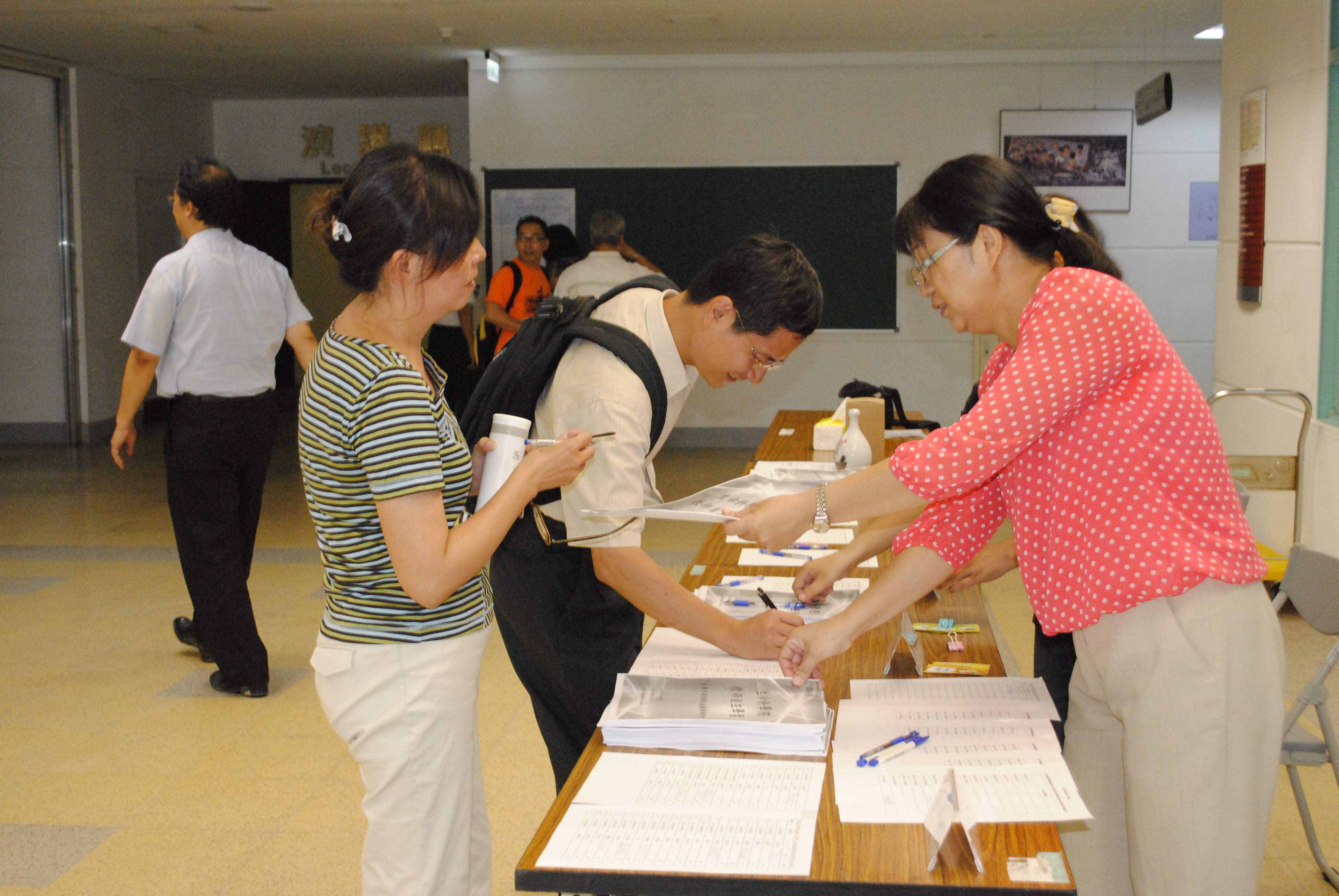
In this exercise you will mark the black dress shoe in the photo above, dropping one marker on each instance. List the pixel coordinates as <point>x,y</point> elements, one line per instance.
<point>216,681</point>
<point>185,633</point>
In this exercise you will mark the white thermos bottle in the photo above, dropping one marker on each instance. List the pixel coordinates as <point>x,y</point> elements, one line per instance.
<point>509,433</point>
<point>853,448</point>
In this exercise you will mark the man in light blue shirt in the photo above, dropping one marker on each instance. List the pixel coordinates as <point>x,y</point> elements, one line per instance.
<point>209,322</point>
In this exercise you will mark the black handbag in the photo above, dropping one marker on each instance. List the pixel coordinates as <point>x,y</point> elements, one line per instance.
<point>894,414</point>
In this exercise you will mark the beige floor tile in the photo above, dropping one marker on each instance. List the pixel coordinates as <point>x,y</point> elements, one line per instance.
<point>161,863</point>
<point>55,799</point>
<point>304,864</point>
<point>227,804</point>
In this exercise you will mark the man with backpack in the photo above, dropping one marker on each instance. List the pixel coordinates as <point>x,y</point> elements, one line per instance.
<point>520,284</point>
<point>570,591</point>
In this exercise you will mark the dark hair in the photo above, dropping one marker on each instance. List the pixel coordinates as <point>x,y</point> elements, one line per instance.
<point>398,197</point>
<point>533,219</point>
<point>973,191</point>
<point>770,282</point>
<point>563,244</point>
<point>1084,223</point>
<point>607,228</point>
<point>212,189</point>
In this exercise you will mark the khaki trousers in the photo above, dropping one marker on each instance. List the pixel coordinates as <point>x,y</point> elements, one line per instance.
<point>1173,738</point>
<point>409,715</point>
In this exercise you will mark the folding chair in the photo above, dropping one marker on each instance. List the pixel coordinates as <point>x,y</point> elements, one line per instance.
<point>1273,472</point>
<point>1313,583</point>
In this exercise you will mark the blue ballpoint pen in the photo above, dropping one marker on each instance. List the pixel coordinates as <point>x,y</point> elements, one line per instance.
<point>864,757</point>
········
Everything in the listing above must be restated word for word, except the images.

Exercise output:
In this exercise you will mark the black dress shoe in the photo above, dropping one marker on each instance. List the pixel coordinates as <point>x,y</point> elements, one line per instance.
<point>216,681</point>
<point>185,633</point>
In this exercise you will mark the white thermos bottle in the photo above, dropping one marker on each instance. List the pixel coordinates as <point>x,y</point> elements, one line per instance.
<point>509,433</point>
<point>853,448</point>
In this exercise you will mark the man in light blue shirt in the photo above, dropping one marker on each instance. List the pixel coordinates as <point>x,y</point> elements, one line per instance.
<point>209,322</point>
In this exercise you will mark the black handbag in the photo above, dropping one marker on each instance. List the pixel coordinates as <point>x,y</point> elements, one line per instance.
<point>894,414</point>
In this exercise you will mark the beige floor tile in the photo above, dropping one marker on each instance. List the pixel coordinates as <point>x,y</point> elements, one line per instance.
<point>161,863</point>
<point>55,799</point>
<point>304,864</point>
<point>227,804</point>
In this exercise you will mark the man with backpack in the photo above, dropping one marker on each instance. List the pixel coordinates as <point>x,y</point> elements, one line per instance.
<point>520,284</point>
<point>570,591</point>
In this exercise you will mark the dark hair in the photo above, dropping one marker on each instance. List the pixel coordinates as <point>x,y</point> elements, one line per instance.
<point>398,197</point>
<point>533,219</point>
<point>973,191</point>
<point>770,282</point>
<point>563,244</point>
<point>1084,223</point>
<point>607,228</point>
<point>212,189</point>
In this exercise you will mark the khaki trousers in the photo above, dropping one marker on each instance. List the pixel coordinates as <point>x,y</point> elements, one line per instance.
<point>1173,738</point>
<point>409,715</point>
In this exercise you will mark the folding chair in the photo above, dropping one marker on each instance. List the pixel coordinates as <point>x,y</point> elements, one line per instance.
<point>1273,472</point>
<point>1313,583</point>
In this exercise you will mark the blue ballpoint pen in the photo above, dropping one marker on each instance. List the pixel coordinates as <point>x,y</point> elements, one line per instance.
<point>864,757</point>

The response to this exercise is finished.